(Saved entries)
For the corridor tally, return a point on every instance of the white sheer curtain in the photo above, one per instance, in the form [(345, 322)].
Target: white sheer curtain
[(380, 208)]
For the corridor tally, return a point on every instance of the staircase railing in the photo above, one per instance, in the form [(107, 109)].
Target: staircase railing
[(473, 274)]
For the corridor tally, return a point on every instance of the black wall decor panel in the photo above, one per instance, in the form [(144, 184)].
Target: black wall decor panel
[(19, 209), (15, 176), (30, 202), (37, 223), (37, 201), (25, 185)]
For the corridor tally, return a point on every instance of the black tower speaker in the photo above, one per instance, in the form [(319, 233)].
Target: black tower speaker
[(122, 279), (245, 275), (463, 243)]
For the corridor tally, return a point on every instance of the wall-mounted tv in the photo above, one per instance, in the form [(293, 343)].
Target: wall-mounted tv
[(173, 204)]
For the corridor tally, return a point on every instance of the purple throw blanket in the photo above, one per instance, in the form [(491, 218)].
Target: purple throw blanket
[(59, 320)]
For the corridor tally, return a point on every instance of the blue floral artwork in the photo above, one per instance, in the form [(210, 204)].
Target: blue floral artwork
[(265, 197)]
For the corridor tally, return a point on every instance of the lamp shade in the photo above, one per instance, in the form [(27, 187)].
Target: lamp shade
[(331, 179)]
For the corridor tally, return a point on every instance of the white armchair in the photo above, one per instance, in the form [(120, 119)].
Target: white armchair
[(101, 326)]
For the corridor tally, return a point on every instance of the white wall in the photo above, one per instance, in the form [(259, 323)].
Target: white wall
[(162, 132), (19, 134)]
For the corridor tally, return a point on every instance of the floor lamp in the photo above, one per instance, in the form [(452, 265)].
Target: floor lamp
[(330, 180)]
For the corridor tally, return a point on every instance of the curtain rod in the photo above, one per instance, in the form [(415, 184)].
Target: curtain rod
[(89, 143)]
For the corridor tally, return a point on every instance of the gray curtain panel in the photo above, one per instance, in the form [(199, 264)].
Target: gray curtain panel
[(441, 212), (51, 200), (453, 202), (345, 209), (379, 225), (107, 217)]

_What to produce_:
Word for word, extract all the records.

_Solution to the exercise_:
For the corridor tally, return a point on every instance of the white sheer curtain in the photo above, one per instance, in the form [(345, 322)].
Target: white sheer curtain
[(380, 208)]
For the corridor tally, return a point on every instance of the staircase railing in the photo above, one per instance, in the form [(107, 109)].
Target: staircase railing
[(473, 274)]
For the corridor tally, return a point on every instance of the black wall decor panel in the photo above, one per instance, in the form [(144, 184)].
Target: black wall decor panel
[(19, 209), (15, 176), (30, 202), (37, 223), (37, 201), (25, 185)]
For the corridor tally, return a point on every instance of the black tower speaker in the photo above, one per instance, in the form [(319, 233)].
Target: black tower speaker
[(122, 279), (245, 275), (463, 243)]
For the corridor tally, return a point on every instance of the wall-mounted tv in the photo above, one per instance, in the form [(293, 343)].
Target: wall-mounted tv
[(173, 204)]
For the corridor tally, return a point on every instance of the purple throw blanket in the photo above, one per instance, in the form [(491, 218)].
Target: purple throw blanket
[(59, 320)]
For the corridor tally, return a point on every instance of the blue floral artwork in the photo above, one per instance, in the form [(210, 204)].
Target: blue floral artwork
[(265, 197)]
For the corridor tally, return a point on every instance of the lamp shade in the photo above, one per instance, in the form [(27, 187)].
Target: lamp shade
[(331, 179)]
For the corridor tally, return a point on every instance of the white armchair in the photo above, one per instance, in the form [(120, 119)].
Target: white armchair
[(101, 326)]
For the corridor tally, return a point on every instance of the white wall in the photo above, one per instance, in the form [(259, 323)].
Target: white wall
[(162, 132), (19, 134)]
For the corridor tally, return a point on every instance of the floor lamp in the photo above, one per instance, in the form [(452, 265)].
Target: floor lamp
[(330, 180)]
For the corridor tally, return a point on every instance of the curtain rod in the photo above, one per instance, in the form [(415, 184)].
Target: curtain rod
[(89, 143)]
For the corridor tally, return a point on every instance of the gray curtain panel in the photo above, one per instance, in the form [(199, 264)].
Target: gray curtain panel
[(441, 212), (51, 200), (453, 202), (345, 209), (379, 225), (107, 217)]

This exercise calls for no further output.